■ The problem
Extract every one of the rows below and reproduce each line character for character.

-- Start Supplied records --

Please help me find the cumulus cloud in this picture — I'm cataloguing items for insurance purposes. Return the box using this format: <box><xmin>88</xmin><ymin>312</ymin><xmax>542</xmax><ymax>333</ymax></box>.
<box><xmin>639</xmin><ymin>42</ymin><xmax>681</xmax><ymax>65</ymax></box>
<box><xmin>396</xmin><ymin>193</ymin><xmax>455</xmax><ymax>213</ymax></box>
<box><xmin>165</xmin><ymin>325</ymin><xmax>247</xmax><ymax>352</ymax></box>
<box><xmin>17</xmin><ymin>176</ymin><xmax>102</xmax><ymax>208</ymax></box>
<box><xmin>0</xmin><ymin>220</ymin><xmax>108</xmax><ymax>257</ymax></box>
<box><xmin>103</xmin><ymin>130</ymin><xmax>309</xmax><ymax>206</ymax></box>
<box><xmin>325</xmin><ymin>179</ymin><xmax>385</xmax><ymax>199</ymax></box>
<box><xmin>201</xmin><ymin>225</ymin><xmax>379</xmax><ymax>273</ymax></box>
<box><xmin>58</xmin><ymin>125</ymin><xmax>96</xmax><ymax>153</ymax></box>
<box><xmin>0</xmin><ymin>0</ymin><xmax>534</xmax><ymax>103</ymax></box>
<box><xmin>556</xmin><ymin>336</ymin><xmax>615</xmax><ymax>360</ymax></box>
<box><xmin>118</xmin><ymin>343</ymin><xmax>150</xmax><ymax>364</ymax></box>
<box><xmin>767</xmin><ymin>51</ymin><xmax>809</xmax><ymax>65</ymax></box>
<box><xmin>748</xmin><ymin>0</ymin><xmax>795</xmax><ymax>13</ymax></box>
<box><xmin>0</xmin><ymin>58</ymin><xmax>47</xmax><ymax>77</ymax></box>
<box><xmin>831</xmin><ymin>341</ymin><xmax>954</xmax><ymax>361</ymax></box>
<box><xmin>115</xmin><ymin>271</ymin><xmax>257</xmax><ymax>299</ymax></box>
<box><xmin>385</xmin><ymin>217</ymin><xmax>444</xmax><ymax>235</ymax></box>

-- End Supplied records --

■ Answer for this exercise
Please help me find the cumulus cloud in this picture — I'm cataloguing items for insurance purposes. Return the box using this format: <box><xmin>88</xmin><ymin>312</ymin><xmax>542</xmax><ymax>333</ymax></box>.
<box><xmin>639</xmin><ymin>42</ymin><xmax>681</xmax><ymax>65</ymax></box>
<box><xmin>396</xmin><ymin>193</ymin><xmax>455</xmax><ymax>213</ymax></box>
<box><xmin>165</xmin><ymin>325</ymin><xmax>247</xmax><ymax>352</ymax></box>
<box><xmin>17</xmin><ymin>176</ymin><xmax>102</xmax><ymax>208</ymax></box>
<box><xmin>0</xmin><ymin>220</ymin><xmax>108</xmax><ymax>257</ymax></box>
<box><xmin>103</xmin><ymin>130</ymin><xmax>309</xmax><ymax>206</ymax></box>
<box><xmin>325</xmin><ymin>179</ymin><xmax>385</xmax><ymax>199</ymax></box>
<box><xmin>201</xmin><ymin>225</ymin><xmax>379</xmax><ymax>273</ymax></box>
<box><xmin>58</xmin><ymin>125</ymin><xmax>96</xmax><ymax>153</ymax></box>
<box><xmin>0</xmin><ymin>0</ymin><xmax>534</xmax><ymax>103</ymax></box>
<box><xmin>556</xmin><ymin>336</ymin><xmax>615</xmax><ymax>360</ymax></box>
<box><xmin>118</xmin><ymin>343</ymin><xmax>150</xmax><ymax>364</ymax></box>
<box><xmin>767</xmin><ymin>51</ymin><xmax>809</xmax><ymax>65</ymax></box>
<box><xmin>748</xmin><ymin>0</ymin><xmax>795</xmax><ymax>13</ymax></box>
<box><xmin>0</xmin><ymin>58</ymin><xmax>47</xmax><ymax>77</ymax></box>
<box><xmin>831</xmin><ymin>341</ymin><xmax>954</xmax><ymax>361</ymax></box>
<box><xmin>115</xmin><ymin>271</ymin><xmax>257</xmax><ymax>299</ymax></box>
<box><xmin>385</xmin><ymin>217</ymin><xmax>444</xmax><ymax>235</ymax></box>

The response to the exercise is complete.